▶ **Aim of the exercise**
Where does the string "stone" appear in the records? Copy each line that holds it.

▶ **Dataset records**
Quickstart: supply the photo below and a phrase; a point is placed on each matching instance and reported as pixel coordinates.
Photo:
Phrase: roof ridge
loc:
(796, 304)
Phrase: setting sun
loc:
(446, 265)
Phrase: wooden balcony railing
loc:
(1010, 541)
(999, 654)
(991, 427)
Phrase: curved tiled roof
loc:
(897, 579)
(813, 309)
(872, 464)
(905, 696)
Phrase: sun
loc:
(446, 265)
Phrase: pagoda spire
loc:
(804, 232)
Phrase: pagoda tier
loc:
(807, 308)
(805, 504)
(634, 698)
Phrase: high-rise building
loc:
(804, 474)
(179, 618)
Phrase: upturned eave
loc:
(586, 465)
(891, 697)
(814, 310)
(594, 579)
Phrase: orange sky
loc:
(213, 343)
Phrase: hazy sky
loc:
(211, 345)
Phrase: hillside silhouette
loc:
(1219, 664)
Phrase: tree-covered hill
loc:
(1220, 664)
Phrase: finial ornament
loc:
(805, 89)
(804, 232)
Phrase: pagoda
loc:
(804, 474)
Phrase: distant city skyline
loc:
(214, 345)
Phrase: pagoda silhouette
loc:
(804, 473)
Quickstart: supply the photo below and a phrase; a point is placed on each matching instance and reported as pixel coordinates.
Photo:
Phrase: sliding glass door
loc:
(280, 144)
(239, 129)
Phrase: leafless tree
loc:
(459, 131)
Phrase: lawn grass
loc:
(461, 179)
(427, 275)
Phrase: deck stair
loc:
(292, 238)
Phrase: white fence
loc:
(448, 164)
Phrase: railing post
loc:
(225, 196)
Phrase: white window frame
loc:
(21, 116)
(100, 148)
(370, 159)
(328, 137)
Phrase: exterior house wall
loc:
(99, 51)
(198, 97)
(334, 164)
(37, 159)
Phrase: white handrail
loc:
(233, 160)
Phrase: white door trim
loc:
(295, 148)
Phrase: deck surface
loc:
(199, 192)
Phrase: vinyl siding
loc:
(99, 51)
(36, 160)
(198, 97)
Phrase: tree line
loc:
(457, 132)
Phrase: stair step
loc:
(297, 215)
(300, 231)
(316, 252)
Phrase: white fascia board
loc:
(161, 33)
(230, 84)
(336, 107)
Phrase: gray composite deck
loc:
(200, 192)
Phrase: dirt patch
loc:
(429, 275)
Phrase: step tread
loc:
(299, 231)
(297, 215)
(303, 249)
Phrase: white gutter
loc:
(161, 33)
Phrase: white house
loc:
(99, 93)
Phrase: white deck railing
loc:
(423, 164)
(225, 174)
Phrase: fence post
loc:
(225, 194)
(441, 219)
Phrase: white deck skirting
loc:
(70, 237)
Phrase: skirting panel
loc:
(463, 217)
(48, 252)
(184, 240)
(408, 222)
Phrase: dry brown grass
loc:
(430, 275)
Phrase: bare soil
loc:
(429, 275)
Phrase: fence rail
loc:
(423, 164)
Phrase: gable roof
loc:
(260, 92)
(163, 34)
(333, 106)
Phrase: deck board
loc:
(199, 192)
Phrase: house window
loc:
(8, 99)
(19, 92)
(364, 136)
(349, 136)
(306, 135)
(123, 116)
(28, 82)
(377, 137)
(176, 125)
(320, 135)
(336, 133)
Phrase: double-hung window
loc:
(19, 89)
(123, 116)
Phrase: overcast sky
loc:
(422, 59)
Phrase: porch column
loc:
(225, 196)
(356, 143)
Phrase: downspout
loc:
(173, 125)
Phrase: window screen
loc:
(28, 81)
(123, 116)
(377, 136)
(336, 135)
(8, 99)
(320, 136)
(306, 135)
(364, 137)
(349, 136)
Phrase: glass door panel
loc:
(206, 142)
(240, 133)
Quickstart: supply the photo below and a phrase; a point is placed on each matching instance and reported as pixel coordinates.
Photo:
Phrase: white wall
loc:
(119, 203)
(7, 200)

---

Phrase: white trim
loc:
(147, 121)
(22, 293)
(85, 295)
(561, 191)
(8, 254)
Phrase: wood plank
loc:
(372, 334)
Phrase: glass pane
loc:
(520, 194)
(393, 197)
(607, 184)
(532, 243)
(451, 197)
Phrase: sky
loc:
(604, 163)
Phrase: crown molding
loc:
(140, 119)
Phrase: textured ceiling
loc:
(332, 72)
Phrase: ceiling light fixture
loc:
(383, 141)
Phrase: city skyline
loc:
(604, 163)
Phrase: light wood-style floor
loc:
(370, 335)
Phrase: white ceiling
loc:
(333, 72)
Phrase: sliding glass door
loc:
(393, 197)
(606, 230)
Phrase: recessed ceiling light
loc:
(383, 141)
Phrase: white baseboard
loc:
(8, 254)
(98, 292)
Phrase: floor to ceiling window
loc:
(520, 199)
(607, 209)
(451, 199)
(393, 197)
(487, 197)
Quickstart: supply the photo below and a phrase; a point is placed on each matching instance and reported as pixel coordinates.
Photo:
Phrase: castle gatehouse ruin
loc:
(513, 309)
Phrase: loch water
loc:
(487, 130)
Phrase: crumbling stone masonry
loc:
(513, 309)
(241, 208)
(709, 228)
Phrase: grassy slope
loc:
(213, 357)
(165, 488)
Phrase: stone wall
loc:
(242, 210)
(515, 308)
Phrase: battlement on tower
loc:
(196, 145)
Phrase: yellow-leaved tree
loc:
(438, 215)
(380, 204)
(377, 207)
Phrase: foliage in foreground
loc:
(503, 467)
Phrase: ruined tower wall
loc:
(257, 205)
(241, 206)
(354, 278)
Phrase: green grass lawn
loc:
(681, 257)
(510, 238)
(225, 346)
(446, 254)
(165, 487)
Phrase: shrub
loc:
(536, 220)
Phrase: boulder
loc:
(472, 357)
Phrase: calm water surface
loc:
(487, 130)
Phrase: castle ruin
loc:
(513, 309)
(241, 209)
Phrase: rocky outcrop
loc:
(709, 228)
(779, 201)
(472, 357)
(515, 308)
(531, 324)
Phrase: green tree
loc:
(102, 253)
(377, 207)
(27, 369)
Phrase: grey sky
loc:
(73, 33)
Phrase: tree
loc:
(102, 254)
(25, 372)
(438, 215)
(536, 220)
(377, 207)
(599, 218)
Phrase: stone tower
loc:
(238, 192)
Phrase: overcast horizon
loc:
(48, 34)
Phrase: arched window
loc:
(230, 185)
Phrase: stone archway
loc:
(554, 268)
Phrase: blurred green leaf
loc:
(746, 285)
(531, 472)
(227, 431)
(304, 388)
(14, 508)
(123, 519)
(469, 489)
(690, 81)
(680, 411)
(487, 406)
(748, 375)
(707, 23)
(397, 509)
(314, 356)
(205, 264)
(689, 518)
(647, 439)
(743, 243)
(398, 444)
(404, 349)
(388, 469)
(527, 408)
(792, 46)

---

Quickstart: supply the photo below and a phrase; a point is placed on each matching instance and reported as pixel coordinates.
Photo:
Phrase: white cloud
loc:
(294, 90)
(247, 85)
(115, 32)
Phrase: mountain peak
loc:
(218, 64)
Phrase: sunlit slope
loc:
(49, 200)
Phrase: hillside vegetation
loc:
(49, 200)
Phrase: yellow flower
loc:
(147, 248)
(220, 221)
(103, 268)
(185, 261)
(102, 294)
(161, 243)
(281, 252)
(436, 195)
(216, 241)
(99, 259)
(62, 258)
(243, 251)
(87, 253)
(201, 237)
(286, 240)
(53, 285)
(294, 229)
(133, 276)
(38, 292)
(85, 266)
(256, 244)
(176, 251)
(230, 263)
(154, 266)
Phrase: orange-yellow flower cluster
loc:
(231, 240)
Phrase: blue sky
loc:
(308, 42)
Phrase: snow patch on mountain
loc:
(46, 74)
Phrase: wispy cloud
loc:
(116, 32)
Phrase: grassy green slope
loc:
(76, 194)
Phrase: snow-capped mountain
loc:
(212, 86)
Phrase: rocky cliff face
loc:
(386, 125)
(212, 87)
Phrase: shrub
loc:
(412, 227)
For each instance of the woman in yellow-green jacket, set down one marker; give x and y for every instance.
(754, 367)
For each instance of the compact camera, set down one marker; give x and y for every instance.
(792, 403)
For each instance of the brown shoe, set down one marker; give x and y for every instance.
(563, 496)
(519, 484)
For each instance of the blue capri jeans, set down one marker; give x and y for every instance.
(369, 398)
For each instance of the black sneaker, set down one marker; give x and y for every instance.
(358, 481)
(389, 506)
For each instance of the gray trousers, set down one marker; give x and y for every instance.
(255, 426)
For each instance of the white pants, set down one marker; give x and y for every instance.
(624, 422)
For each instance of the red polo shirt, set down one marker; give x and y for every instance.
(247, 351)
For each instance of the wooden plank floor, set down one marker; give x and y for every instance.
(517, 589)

▶ **Answer to the problem**
Phrase: crumbling stone masonry
Phrase: stone wall
Phrase: stone tower
Phrase: stone archway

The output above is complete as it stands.